■ Exercise prompt
The exercise asks you to copy every line below in which "target" appears.

"""

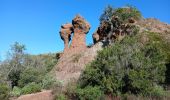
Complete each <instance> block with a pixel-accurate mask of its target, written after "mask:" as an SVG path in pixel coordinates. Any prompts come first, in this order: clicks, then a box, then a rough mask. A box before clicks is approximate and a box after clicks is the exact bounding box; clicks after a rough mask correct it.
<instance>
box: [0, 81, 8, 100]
mask: <svg viewBox="0 0 170 100" xmlns="http://www.w3.org/2000/svg"><path fill="white" fill-rule="evenodd" d="M9 91H10V89H9V87H8V85H7V84H4V83H0V100H7V99H8V97H9Z"/></svg>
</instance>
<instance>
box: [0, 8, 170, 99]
mask: <svg viewBox="0 0 170 100" xmlns="http://www.w3.org/2000/svg"><path fill="white" fill-rule="evenodd" d="M113 16H114V17H116V20H112V19H113V18H112V17H113ZM141 18H142V15H141V13H140V11H138V10H137V9H136V8H135V7H132V6H127V7H123V8H113V7H111V6H108V7H107V8H106V9H105V10H104V13H103V14H102V15H101V17H100V22H101V23H103V22H104V23H106V24H107V25H106V28H105V29H106V31H105V34H109V33H110V32H113V31H115V30H118V29H120V28H118V27H119V26H120V24H126V25H127V22H128V21H129V19H134V20H136V21H138V20H140V19H141ZM132 26H133V27H127V30H132V31H127V33H128V34H130V35H125V37H124V38H123V39H121V40H116V41H114V42H113V43H112V44H107V46H105V47H104V48H103V49H102V50H101V51H99V52H98V55H97V56H96V58H95V60H93V61H92V62H91V63H90V64H88V65H87V66H86V68H85V70H84V71H83V72H82V74H81V76H80V78H79V80H78V81H76V82H70V83H69V84H68V85H67V86H66V87H64V89H63V88H62V86H61V84H60V82H58V81H57V80H56V79H55V77H53V75H51V73H50V71H51V70H52V69H53V67H54V65H55V64H56V63H57V61H58V58H56V55H55V54H51V53H50V54H42V55H30V54H27V53H26V52H25V50H26V47H25V45H22V44H19V43H18V42H16V43H15V44H13V45H12V46H11V50H10V51H9V52H8V57H7V59H6V60H5V61H2V62H0V99H4V100H6V99H8V98H9V96H20V95H22V94H29V93H35V92H39V91H41V89H53V90H54V91H53V93H54V94H56V95H55V96H56V99H57V100H67V99H73V100H104V99H105V98H109V99H114V98H116V99H120V98H121V99H122V98H124V99H127V97H128V96H135V97H136V96H137V97H145V98H147V97H159V99H162V97H166V96H168V95H166V92H167V91H166V87H167V86H168V85H169V84H170V72H169V70H170V67H169V66H170V43H168V42H167V41H166V40H164V38H163V37H162V36H161V34H160V33H156V32H150V31H139V30H140V27H137V26H136V25H135V24H133V25H132ZM110 27H112V30H109V31H107V29H109V28H110ZM77 58H80V57H79V56H78V57H76V58H75V57H74V59H73V62H77ZM119 97H120V98H119ZM152 99H153V98H152Z"/></svg>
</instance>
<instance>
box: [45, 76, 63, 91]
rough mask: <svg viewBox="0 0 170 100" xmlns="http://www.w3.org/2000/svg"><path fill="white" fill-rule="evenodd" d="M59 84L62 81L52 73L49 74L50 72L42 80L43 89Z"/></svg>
mask: <svg viewBox="0 0 170 100" xmlns="http://www.w3.org/2000/svg"><path fill="white" fill-rule="evenodd" d="M59 85H60V82H58V81H57V80H56V79H55V78H54V77H53V76H52V75H49V74H47V75H46V76H45V77H44V78H43V80H42V88H43V89H51V88H53V87H56V86H59Z"/></svg>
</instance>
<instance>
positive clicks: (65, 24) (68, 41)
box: [60, 24, 72, 51]
mask: <svg viewBox="0 0 170 100" xmlns="http://www.w3.org/2000/svg"><path fill="white" fill-rule="evenodd" d="M71 33H72V25H71V24H64V25H62V26H61V30H60V36H61V39H62V40H63V41H64V51H67V50H68V48H69V41H70V40H71Z"/></svg>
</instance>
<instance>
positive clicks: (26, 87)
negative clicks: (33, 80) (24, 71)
mask: <svg viewBox="0 0 170 100" xmlns="http://www.w3.org/2000/svg"><path fill="white" fill-rule="evenodd" d="M40 91H41V85H40V84H36V83H34V82H33V83H29V84H27V85H26V86H24V87H23V88H22V92H21V93H22V94H31V93H35V92H40Z"/></svg>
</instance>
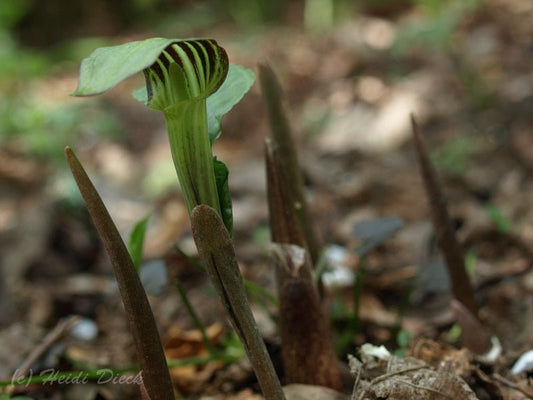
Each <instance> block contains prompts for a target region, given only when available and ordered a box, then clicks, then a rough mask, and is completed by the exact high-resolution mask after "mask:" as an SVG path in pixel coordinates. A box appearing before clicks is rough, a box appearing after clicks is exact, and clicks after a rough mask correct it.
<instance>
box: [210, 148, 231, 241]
mask: <svg viewBox="0 0 533 400" xmlns="http://www.w3.org/2000/svg"><path fill="white" fill-rule="evenodd" d="M213 169H214V171H215V181H216V184H217V192H218V201H219V203H220V212H221V213H222V221H223V222H224V225H225V226H226V229H227V230H228V232H229V233H230V234H231V233H232V232H233V206H232V203H231V194H230V192H229V184H228V177H229V169H228V167H227V166H226V164H224V163H223V162H222V161H219V160H217V158H216V157H213Z"/></svg>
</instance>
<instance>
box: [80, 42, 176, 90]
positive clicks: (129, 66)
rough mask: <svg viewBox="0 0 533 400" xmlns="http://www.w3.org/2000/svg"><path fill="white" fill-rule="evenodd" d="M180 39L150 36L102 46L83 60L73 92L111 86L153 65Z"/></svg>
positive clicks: (103, 88)
mask: <svg viewBox="0 0 533 400" xmlns="http://www.w3.org/2000/svg"><path fill="white" fill-rule="evenodd" d="M180 41H181V40H179V39H165V38H151V39H146V40H143V41H135V42H129V43H124V44H121V45H118V46H108V47H100V48H98V49H96V50H95V51H93V52H92V54H91V55H90V56H89V57H87V58H85V59H84V60H83V61H82V63H81V68H80V80H79V83H78V87H77V88H76V90H75V91H74V93H72V95H74V96H91V95H95V94H100V93H103V92H105V91H106V90H109V89H111V88H112V87H113V86H115V85H117V84H118V83H120V82H121V81H123V80H124V79H126V78H128V77H130V76H132V75H134V74H136V73H137V72H141V71H142V70H144V69H145V68H148V67H149V66H150V65H152V64H153V63H154V62H155V61H156V60H157V58H158V57H159V55H160V54H161V52H162V51H163V50H164V49H165V47H167V46H168V45H169V44H171V43H174V42H180Z"/></svg>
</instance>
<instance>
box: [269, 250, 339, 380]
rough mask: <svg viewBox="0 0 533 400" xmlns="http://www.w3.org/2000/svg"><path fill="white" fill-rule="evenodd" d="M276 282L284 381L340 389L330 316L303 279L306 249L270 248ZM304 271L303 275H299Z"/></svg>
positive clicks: (304, 279)
mask: <svg viewBox="0 0 533 400" xmlns="http://www.w3.org/2000/svg"><path fill="white" fill-rule="evenodd" d="M273 255H274V260H275V264H276V272H277V275H278V277H279V276H280V275H282V276H284V279H278V285H279V304H280V309H279V327H280V336H281V353H282V357H283V366H284V369H285V379H286V381H287V383H304V384H310V385H319V386H327V387H330V388H332V389H340V387H341V374H340V369H339V364H338V360H337V357H336V355H335V349H334V347H333V337H332V333H331V329H330V326H329V318H327V317H326V315H325V312H324V310H323V308H322V306H321V304H320V299H319V297H318V293H317V291H316V290H315V288H314V286H313V284H312V282H311V281H309V280H308V279H306V275H307V273H306V272H305V271H308V270H309V269H310V265H309V257H308V256H307V252H306V251H305V249H303V248H301V247H298V246H294V245H275V247H274V250H273ZM302 273H303V275H304V276H303V277H302V276H301V275H302Z"/></svg>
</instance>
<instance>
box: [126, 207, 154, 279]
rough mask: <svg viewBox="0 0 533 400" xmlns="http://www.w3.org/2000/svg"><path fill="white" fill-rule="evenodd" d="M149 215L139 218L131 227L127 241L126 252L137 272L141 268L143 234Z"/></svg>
mask: <svg viewBox="0 0 533 400" xmlns="http://www.w3.org/2000/svg"><path fill="white" fill-rule="evenodd" d="M149 218H150V216H149V215H147V216H146V217H144V218H143V219H141V220H140V221H139V222H137V223H136V224H135V226H134V227H133V229H132V231H131V233H130V238H129V241H128V252H129V253H130V256H131V260H132V261H133V265H134V266H135V269H136V270H137V272H138V271H139V269H140V268H141V261H142V254H143V245H144V236H145V234H146V225H147V224H148V219H149Z"/></svg>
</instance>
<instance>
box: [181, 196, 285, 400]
mask: <svg viewBox="0 0 533 400" xmlns="http://www.w3.org/2000/svg"><path fill="white" fill-rule="evenodd" d="M191 226H192V233H193V237H194V241H195V243H196V247H197V248H198V252H199V253H200V256H201V257H202V259H203V261H204V264H205V265H206V269H207V273H208V275H209V277H210V279H211V281H212V282H213V285H214V286H215V289H216V290H217V292H218V294H219V296H220V299H221V300H222V303H223V304H224V307H225V308H226V311H227V313H228V316H229V318H230V321H231V323H232V325H233V327H234V329H235V331H236V332H237V334H238V335H239V338H240V339H241V341H242V343H243V345H244V349H245V350H246V354H247V355H248V358H249V359H250V362H251V364H252V367H253V368H254V371H255V374H256V376H257V380H258V381H259V385H260V386H261V389H262V391H263V396H264V397H265V399H266V400H281V399H285V395H284V394H283V390H282V389H281V385H280V383H279V379H278V377H277V375H276V372H275V370H274V366H273V365H272V361H271V359H270V356H269V355H268V352H267V350H266V346H265V343H264V342H263V339H262V337H261V335H260V333H259V330H258V328H257V324H256V322H255V320H254V317H253V315H252V311H251V309H250V304H249V303H248V299H247V297H246V291H245V288H244V284H243V279H242V276H241V274H240V272H239V267H238V265H237V260H236V259H235V249H234V248H233V243H232V240H231V237H230V235H229V232H228V231H227V229H226V228H225V227H224V223H223V222H222V219H221V218H220V216H219V215H218V214H217V213H216V212H215V211H214V210H213V209H212V208H210V207H208V206H205V205H200V206H197V207H195V208H194V209H193V212H192V213H191Z"/></svg>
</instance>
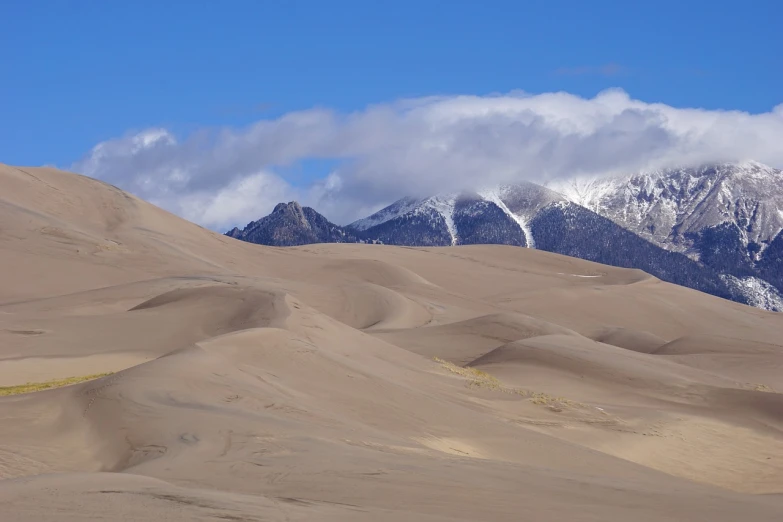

"""

■ Response
Complete each <instance> block with a pixel-accurate mask of its target, written after "mask:" as an SVG path in pixel coordinates. Any prompts come first, in this order: clicks, then a box, then a rough mask. A box before clicks is approximate and a box after clicks is the exact bounding box; clicks after a rough mask correct it.
Each <instance> block contains prompts for a target region, given only when available and ordered a box, then clicks, then a rough mask, and is completed by the exact high-resolution mask after "mask:" as an SVG path in pixel coordinates. A box appearing before clicks is rough, a box appearing after clicks is exact, and clicks after a rough mask correct it.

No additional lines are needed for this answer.